■ PROBLEM DETAILS ■
Please copy out verbatim the stretch of entries below from the line containing "Every instance of the rear passenger" through the last entry, including both ends, and output nothing else.

>>>>>

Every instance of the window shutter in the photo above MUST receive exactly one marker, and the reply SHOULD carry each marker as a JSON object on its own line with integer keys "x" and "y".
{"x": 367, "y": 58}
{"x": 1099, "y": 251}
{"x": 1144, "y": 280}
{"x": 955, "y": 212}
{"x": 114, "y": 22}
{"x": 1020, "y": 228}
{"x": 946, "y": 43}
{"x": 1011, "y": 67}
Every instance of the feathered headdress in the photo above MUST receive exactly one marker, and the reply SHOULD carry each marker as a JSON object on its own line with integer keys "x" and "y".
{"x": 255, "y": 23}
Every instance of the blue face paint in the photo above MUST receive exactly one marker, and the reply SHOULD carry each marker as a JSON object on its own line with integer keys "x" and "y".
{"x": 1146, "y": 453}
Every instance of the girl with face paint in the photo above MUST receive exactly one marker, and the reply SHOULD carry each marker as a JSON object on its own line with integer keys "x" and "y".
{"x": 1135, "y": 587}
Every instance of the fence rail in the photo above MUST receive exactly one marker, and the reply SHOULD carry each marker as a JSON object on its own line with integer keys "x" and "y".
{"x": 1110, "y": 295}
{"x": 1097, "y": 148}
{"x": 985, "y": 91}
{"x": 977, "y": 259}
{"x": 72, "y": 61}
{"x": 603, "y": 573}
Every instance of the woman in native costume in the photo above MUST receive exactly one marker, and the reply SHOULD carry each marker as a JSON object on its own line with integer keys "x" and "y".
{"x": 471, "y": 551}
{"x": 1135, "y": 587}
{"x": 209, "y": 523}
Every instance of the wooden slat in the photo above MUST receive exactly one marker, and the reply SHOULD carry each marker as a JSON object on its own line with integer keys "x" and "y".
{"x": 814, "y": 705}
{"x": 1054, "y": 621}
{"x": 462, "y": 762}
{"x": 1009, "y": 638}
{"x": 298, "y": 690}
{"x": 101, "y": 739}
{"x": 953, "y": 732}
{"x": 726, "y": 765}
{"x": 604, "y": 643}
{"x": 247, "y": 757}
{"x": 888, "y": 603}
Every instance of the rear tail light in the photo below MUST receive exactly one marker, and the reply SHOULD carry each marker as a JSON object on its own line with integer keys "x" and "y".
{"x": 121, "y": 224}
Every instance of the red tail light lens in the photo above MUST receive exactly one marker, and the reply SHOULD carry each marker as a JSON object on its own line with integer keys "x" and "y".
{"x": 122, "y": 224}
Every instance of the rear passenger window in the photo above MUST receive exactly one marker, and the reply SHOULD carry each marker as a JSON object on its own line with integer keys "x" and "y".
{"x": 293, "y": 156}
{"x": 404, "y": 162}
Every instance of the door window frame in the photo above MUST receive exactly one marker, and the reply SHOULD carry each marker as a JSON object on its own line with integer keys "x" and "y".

<<<<<

■ RESPONSE BELOW ■
Every instance of the rear passenger window in the photo above MUST receive exactly one marker, and the reply SHOULD carry each marker as a JSON object on its own line with integer keys "x" and "y".
{"x": 293, "y": 156}
{"x": 404, "y": 162}
Every instance of the door window frame in the photo above MUST receive exactly one marker, and the reply SHOULD carry each marker as a JSON object on its own line with integer keys "x" and "y".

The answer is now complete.